Print every line of the material exactly.

**Data for this exercise**
####
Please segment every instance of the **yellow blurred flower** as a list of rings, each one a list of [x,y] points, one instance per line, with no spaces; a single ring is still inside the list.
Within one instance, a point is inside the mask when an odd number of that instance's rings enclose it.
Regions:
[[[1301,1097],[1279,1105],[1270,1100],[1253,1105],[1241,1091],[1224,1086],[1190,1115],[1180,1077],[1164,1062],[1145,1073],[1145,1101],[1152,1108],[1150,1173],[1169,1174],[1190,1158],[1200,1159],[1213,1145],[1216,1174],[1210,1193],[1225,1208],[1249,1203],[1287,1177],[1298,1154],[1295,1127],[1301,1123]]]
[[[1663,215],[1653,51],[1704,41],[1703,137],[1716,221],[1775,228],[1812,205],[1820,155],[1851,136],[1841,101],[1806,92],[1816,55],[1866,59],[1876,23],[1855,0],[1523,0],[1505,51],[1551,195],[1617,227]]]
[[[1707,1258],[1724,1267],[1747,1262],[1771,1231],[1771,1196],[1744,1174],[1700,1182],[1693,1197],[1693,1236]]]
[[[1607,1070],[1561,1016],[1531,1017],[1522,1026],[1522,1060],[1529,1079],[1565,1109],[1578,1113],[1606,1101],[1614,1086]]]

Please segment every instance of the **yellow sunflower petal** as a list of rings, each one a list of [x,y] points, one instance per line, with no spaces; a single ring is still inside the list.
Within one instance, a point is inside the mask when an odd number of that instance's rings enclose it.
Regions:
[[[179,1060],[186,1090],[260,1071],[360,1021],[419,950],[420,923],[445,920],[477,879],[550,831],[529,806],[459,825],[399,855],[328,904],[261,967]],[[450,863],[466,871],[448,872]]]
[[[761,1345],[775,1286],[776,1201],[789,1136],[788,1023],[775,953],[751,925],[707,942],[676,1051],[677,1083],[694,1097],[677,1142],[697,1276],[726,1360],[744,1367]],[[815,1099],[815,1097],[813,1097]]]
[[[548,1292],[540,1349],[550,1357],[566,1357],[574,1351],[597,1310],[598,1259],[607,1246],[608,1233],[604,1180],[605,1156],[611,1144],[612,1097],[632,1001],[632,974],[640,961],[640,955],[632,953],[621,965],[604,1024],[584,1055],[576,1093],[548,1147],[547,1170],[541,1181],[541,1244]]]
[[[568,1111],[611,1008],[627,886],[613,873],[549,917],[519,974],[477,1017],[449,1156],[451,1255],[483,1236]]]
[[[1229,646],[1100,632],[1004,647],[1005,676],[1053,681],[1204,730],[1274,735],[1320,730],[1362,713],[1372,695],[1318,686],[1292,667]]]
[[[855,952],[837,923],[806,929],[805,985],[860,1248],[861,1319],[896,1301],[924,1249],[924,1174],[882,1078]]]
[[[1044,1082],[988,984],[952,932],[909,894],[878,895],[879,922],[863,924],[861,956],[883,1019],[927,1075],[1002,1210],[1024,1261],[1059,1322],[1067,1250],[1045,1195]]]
####
**Completed exercise**
Please segment every instance of the **yellow blurred flower** as a list of rings, each one a list of [x,y] points, one instance per line, with no spaces; a single ring is still inside the list.
Within one instance, a point is inside the mask when an odd number of that instance's rings enclose it.
Regions:
[[[1301,1097],[1279,1105],[1270,1100],[1253,1105],[1241,1091],[1224,1086],[1190,1115],[1180,1077],[1164,1062],[1145,1073],[1145,1101],[1152,1108],[1150,1173],[1169,1174],[1190,1158],[1200,1159],[1213,1145],[1216,1174],[1210,1193],[1225,1208],[1249,1203],[1287,1177],[1298,1154],[1295,1127],[1301,1123]]]
[[[1663,215],[1653,51],[1704,41],[1703,137],[1716,221],[1775,228],[1812,205],[1820,155],[1851,136],[1841,101],[1806,92],[1816,55],[1866,59],[1876,23],[1855,0],[1523,0],[1505,51],[1551,195],[1617,227]]]
[[[1707,1258],[1724,1267],[1747,1262],[1771,1231],[1771,1196],[1744,1174],[1700,1182],[1693,1197],[1693,1236]]]
[[[1607,1070],[1561,1016],[1531,1017],[1522,1026],[1522,1060],[1529,1079],[1565,1109],[1578,1113],[1606,1101],[1614,1086]]]

Please segment every instance of the **yellow sunflower petal** as a list of rings, each one a list of [x,y] points, one instance per line, with no spaces; a single ring is still inside the list.
Within one instance, a point is inside the mask when an odd number of that instance's rings enclose it.
Regions:
[[[179,1060],[186,1090],[260,1071],[360,1021],[419,950],[420,923],[445,920],[477,879],[550,831],[529,806],[459,825],[399,855],[328,904],[261,967]],[[450,863],[466,871],[448,872]]]
[[[761,1345],[775,1286],[776,1201],[789,1136],[788,1023],[775,953],[751,925],[707,942],[676,1051],[677,1083],[694,1097],[677,1142],[697,1276],[726,1360],[744,1367]],[[815,1099],[815,1097],[813,1097]]]
[[[548,1292],[540,1349],[550,1357],[566,1357],[574,1351],[597,1310],[598,1259],[607,1246],[608,1233],[604,1180],[605,1156],[611,1144],[612,1097],[632,1001],[632,974],[640,961],[640,955],[632,953],[621,965],[604,1024],[584,1055],[576,1093],[548,1147],[547,1170],[541,1181],[541,1244]]]
[[[568,1111],[611,1008],[627,886],[613,873],[549,917],[519,974],[477,1017],[449,1156],[451,1255],[483,1236]]]
[[[1229,646],[1100,632],[1004,647],[1005,676],[1053,681],[1204,730],[1274,735],[1320,730],[1362,713],[1372,695],[1318,686],[1292,667]]]
[[[855,952],[837,923],[806,929],[805,985],[860,1248],[861,1319],[896,1301],[924,1249],[924,1174],[882,1078]]]
[[[1044,1082],[988,984],[952,932],[909,894],[878,895],[879,922],[863,924],[861,956],[883,1019],[927,1075],[1002,1210],[1024,1261],[1059,1322],[1067,1250],[1045,1195]]]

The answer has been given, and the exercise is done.